#### Provided text
The Russian Maoist Party extends its warm fraternal greetings to the MIM and RAIL comrades at Santa Barbara and wants to congratulate you this February 23, 2001, on two dates, one connected with North America and the other with Russia, but both extremely important to all true communists worldwide.
The first is, of course, the anniversary of W.E.B. Du Bois – one of the most prominent Black leaders in u.$. history, a political thinker of no small caliber, educator, Pan-Africanist, a leading figure in the Communist Party-USA at the time it was still on the proletarian road and, last but not least, a prolific and gifted writer. In many aspects of his political thought, he was the precursor of the current line of MIM (and RAIL) on the so-called “proletariat” in the imperialist countries – a line we of the RMP fully share and believe to be the only truly revolutionary one in contemporary “leftist” politics. That is why we were among the first to become signatories of MIM’s Du Bois anniversary statement, a text seeking to reorganize the international Communist movement along genuinely scientific Marxist lines.

#### Description of the task
Write the next part of the Russian Maoist Party's February 23, 2001 greeting, starting right after its last sentence. You won't need the data that comes after this text.

#### Dataset extract
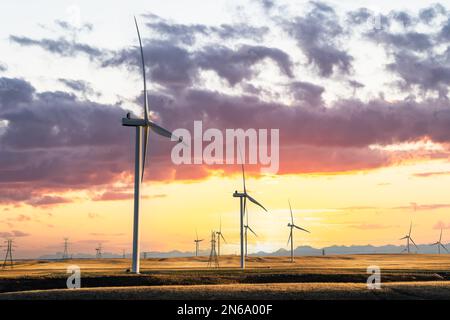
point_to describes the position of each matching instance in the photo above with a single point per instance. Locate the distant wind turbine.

#### Reply
Du Bois’ name and work were extremely popular in the Soviet Union, especially in the Stalin times, and are still fondly remembered by Communists in the ex-USSR. Many of his works, especially his brilliant autobiography, were extensively published here, both in the original and in Russian translation, and formed an essential part of the curriculum of college and university courses in American literature. If one were asked about three figures most readily identifiable in the mind of Communists and anti-imperialists here with the North American revolutionary tradition, one would name John Reed, Albert Rhys Williams and, of course, W.E.B. Du Bois.
It is really a shame that the ultra-revisionist CPUSA of today (no more than a puppet in the hands of the Democratic Party) is trying to claim the name and heritage of Comrade Du Bois as its own. Within the u.$. borders, it is you, comrades, that are the true successors to the legacy and cause of Du Bois and the early CPUSA. It is both your prerogative and responsibility to, as Stalin said, “lift up that banner and proudly carry it onwards. Except you, there is no one to do it.”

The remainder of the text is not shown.